In the aquarium plant thread, what does Fishman Dan suggest using instead of the Flourish products?

◆ **Document**:
==============================

# trying to keep my plants alive.



## ckwatson (Sep 30, 2009)

The plants I have are starting to get black spots on them? It is a crypt and a mellow sword. I was suggested Flourish Comprehensive Supplement. Would this be good or should I just go with root tabs or maybe a mix of both? I was also told about flourish excel, any thoughts would be great.


----------



## jrodriguez (Jul 20, 2009)

It would be better to give a variety to your plants and it is alwaus to give them c02 as well as a good supply of light


----------



## ckwatson (Sep 30, 2009)

would the excel be a good way to help the photosynthesis with out adding a full CO2 system. I got out of reef keeping because it was staring to get to expensive and heavy on equipment. I dont mind dosing or adding root tabs but I dont have the time or money to mess with a full blown CO2. I also plan on stocking my tank pretty heavily so after a while I hope the fish will start taking care of the fertilization and CO2 needs of the plants.


----------



## jrodriguez (Jul 20, 2009)

I dont use c02 either but it is always better...as for the excel i have never used it but it wont hurt ...how big is the aquarium?


----------



## ckwatson (Sep 30, 2009)

its a 36 bow and I have a 2x 24 watt T5HO light on it. I am running a 10000k and actinic right now but Im not sure if the actinic is doing any thing for my plants.


----------



## Fishman Dan (Sep 18, 2009)

The blue actinic is not doing anything for your plants. But the other bulb alone is plenty for that size tank. I would suggest the root tabs. I am not a big fan of the flourish products. Many of the flourish types kill some plants and once you start using it u can't stop without drastic effects on the plants. And no you do not need to buy co2. I have 157 non c02 planted tanks and only 1 planted tank with co2 because I have Nesea Red and Myrio Tuberculatum Red planted in that tank.


----------

==============================

(Records taken from a collection)

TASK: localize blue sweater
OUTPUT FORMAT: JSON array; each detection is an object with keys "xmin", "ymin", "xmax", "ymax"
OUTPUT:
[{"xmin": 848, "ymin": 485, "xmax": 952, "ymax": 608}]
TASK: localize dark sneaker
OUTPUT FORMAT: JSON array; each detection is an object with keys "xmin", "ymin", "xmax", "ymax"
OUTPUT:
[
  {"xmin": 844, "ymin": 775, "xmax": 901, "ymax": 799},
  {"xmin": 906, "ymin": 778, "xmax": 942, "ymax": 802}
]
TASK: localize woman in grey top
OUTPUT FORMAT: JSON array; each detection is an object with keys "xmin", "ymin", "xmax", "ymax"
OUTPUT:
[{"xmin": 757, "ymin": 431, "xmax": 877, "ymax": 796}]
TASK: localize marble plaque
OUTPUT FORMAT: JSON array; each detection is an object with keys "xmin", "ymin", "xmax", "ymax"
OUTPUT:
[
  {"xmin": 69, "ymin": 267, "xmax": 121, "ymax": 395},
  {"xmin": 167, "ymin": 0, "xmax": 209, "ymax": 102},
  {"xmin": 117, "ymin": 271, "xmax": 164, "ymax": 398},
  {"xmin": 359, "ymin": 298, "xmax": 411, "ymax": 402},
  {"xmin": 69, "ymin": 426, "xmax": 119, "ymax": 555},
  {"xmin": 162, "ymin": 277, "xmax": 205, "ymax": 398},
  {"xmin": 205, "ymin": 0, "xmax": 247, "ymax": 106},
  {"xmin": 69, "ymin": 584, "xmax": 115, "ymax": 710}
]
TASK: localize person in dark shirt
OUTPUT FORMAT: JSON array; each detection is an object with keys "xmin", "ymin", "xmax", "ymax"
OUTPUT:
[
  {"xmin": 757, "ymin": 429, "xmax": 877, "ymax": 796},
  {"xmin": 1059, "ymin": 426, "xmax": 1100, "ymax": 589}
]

==============================

◆ **Output below**:
Root tabs.